BEGIN

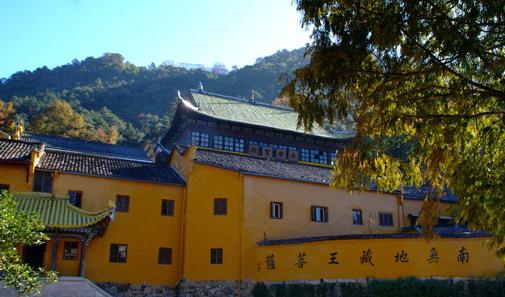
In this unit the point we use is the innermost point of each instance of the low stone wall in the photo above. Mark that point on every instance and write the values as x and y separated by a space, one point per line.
128 290
183 289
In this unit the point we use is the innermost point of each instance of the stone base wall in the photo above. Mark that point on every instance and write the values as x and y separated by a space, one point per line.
183 289
128 290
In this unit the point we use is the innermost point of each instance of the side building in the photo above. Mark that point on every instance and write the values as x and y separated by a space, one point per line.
259 206
112 215
238 194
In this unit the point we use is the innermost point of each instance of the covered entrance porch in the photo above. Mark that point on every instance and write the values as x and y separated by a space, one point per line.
70 229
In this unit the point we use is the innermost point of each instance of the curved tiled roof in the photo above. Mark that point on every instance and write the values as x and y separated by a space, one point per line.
288 170
16 150
108 167
87 147
256 113
259 166
57 212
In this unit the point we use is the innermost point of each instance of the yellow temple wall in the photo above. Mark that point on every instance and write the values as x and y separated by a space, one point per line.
317 259
297 198
142 228
15 175
204 230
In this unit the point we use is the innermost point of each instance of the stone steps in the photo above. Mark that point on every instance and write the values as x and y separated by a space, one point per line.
65 287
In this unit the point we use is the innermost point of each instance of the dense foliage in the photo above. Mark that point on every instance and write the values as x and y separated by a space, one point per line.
430 72
121 102
407 287
18 228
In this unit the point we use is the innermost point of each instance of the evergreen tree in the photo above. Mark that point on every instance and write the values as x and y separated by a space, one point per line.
426 73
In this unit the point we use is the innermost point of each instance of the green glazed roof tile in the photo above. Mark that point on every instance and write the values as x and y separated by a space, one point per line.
255 113
57 212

END

Your assignment: Transcribe each entry above character for character, omitting pictures.

Output for this exercise:
In this unit the point we use is the innermost point of each instance of the low stone wall in the photo above. Mark that point on every instance and write the values as x and y separated by a space, one point per line.
128 290
183 289
In this unit the point we use is the innermost point of each instance of the stone base wall in the photo above. Mark that point on every instance and write the values as x and y separated by a space, one point per line.
183 289
128 290
In this unit the point we use is the innermost point of each instance of the side building in the photo above. Mark that point on every instance and write the values as x and y separated by a space, one point per line.
259 206
112 215
238 194
In this unit the point we use is the innermost point of each instance of the covered entrance porch in the photo above. Mark that point on every instance and write the values as x and y separated by a space, one point per line.
70 229
In this unit the point we use is the innermost point of each instance of the curved tiled roof in the photo above. Mark that point on every instance and write the values as x and y separated by a space, one point per line.
288 170
16 150
108 167
87 147
256 113
259 166
57 212
In this unit the point we use is the innermost point of each instance of the yellow temple wall in the photo above. Mark that point on every instance and write the values as x and y separated by a space, one point per line.
317 259
297 198
142 228
15 175
204 230
In this unit the point we use is the innermost point of each instance of the stone steps in the photo above. Mark that point on every instance and write the values as x and y separated by a space, one point per line.
65 287
In this unit the point we use is the innermost point of each instance of the dense foliage in the photo above. Mark that point on every instance and write the values as x and y separated by a space, one point per line.
430 72
121 102
407 287
18 228
In this unit the point we use is the innermost point of each instance of the evergreen tree in the photo above. Mark that point on every instance and write the values as x and y separated by a space, one point per line.
426 73
In this unit the point we use is the innermost point of each instance of the green glazed roof tile in the photo above. Mark that point on every instance and write the values as x and y separated by a space, one point per line.
255 113
57 212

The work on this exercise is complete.